WHAT IS REQUIRED —
Copy out the stretch of the items from the line containing "# test: point out the straight" through the end of the items, with no changes.

[Extracted data entries]

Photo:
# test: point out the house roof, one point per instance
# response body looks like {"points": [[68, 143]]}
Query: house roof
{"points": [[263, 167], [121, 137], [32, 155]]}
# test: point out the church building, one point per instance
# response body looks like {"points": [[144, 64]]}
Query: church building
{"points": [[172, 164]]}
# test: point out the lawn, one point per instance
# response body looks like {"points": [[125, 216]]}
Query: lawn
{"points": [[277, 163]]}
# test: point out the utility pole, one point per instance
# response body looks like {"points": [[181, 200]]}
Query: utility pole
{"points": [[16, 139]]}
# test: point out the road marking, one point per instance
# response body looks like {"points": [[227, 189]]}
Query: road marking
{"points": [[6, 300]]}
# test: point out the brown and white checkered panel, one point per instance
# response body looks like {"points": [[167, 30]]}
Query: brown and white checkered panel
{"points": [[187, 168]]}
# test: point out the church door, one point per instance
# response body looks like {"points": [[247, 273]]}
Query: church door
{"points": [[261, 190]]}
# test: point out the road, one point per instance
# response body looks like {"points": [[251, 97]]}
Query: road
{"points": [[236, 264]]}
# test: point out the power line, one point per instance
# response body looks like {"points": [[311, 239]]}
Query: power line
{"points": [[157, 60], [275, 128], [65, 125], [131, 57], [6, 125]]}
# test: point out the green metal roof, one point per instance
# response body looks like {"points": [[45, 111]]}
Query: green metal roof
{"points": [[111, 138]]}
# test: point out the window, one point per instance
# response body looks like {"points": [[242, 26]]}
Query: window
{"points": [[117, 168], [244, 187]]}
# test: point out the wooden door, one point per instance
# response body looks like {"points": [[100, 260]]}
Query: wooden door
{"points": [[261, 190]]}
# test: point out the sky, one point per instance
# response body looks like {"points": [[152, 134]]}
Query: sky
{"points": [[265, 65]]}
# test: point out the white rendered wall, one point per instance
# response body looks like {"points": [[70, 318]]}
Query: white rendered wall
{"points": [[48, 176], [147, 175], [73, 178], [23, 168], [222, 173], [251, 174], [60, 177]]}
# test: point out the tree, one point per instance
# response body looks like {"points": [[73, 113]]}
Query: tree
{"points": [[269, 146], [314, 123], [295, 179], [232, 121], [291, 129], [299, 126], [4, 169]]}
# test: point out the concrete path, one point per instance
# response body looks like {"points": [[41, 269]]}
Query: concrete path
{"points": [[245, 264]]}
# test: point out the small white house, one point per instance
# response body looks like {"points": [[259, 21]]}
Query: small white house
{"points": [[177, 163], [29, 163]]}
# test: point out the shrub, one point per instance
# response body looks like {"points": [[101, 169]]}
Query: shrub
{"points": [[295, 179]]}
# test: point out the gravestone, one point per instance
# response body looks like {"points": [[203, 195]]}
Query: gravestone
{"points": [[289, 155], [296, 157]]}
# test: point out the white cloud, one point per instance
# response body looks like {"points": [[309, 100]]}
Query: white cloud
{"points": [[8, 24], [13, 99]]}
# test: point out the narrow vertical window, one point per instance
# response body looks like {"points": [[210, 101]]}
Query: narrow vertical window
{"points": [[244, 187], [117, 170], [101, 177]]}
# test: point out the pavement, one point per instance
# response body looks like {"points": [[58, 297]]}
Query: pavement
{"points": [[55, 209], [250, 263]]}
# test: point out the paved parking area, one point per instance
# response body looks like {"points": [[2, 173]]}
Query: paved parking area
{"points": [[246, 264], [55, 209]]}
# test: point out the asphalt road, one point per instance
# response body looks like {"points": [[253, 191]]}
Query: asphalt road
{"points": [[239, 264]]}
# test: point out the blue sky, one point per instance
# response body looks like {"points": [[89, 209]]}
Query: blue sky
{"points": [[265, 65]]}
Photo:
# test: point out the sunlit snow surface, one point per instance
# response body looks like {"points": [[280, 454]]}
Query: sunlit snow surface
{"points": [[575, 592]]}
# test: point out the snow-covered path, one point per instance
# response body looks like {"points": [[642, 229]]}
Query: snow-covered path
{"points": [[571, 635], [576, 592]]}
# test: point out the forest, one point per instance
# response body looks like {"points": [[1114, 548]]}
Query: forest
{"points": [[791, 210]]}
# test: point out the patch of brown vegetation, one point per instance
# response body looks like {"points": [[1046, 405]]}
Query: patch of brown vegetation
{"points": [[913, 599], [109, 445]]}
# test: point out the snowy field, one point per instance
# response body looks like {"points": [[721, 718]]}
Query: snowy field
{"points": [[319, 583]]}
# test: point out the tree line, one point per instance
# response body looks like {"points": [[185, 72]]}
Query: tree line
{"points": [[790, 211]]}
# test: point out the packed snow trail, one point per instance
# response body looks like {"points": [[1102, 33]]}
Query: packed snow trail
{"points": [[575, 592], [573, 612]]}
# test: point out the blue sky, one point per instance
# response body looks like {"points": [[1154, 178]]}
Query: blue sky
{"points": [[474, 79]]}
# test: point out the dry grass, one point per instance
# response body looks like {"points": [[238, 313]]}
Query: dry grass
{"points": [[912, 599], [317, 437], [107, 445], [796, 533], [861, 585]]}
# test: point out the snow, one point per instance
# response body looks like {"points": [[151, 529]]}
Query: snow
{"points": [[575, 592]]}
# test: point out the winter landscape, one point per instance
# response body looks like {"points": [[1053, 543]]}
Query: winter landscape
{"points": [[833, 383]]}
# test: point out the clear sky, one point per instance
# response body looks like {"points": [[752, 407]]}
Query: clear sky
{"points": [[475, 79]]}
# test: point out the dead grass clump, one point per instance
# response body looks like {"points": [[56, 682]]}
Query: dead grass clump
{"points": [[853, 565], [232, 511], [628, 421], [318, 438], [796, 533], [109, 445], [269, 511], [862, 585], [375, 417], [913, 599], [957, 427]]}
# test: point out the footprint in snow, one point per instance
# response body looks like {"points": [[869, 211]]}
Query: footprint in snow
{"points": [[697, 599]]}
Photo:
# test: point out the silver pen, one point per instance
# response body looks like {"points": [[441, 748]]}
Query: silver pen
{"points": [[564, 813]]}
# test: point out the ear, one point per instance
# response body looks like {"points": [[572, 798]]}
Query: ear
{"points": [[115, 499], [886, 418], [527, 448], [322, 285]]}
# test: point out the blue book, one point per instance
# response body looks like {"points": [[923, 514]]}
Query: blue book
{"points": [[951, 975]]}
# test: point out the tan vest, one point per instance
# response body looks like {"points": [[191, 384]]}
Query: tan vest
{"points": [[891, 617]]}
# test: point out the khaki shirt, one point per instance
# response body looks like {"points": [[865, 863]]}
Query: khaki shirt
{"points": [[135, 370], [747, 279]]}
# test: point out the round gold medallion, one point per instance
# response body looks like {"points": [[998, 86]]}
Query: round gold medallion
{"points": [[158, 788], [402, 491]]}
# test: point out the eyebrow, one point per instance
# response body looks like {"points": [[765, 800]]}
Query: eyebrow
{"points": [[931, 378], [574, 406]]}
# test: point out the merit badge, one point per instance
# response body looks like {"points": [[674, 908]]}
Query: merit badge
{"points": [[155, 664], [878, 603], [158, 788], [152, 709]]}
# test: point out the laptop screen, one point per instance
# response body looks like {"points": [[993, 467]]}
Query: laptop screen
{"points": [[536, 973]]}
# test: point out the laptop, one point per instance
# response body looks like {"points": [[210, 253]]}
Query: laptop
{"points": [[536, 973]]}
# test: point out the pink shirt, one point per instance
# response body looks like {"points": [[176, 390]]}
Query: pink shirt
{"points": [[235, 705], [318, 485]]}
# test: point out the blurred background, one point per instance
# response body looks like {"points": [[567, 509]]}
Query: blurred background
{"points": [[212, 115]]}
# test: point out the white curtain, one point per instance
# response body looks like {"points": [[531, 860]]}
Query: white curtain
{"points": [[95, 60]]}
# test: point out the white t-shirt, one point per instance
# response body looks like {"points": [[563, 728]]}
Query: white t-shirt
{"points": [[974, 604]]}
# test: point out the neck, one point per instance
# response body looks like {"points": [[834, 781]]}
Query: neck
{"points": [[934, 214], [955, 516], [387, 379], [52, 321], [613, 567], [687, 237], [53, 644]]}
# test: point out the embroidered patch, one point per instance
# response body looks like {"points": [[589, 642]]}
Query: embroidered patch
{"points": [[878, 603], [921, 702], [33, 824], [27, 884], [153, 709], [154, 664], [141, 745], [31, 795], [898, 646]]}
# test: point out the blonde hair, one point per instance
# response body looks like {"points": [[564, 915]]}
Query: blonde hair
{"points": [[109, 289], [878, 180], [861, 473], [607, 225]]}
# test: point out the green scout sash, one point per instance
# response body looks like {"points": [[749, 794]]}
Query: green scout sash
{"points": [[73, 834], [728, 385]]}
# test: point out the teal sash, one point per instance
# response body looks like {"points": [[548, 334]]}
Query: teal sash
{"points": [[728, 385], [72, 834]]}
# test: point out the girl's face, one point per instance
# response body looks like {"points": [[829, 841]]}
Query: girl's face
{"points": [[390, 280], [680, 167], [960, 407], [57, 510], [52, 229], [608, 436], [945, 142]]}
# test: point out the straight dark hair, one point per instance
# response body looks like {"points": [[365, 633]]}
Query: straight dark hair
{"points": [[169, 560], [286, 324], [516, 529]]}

RESULT FOR THIS EXERCISE —
# test: point out the straight dark hair, one point per instance
# response body looks like {"points": [[365, 633]]}
Query: straight dark hair
{"points": [[169, 560], [286, 324], [516, 529]]}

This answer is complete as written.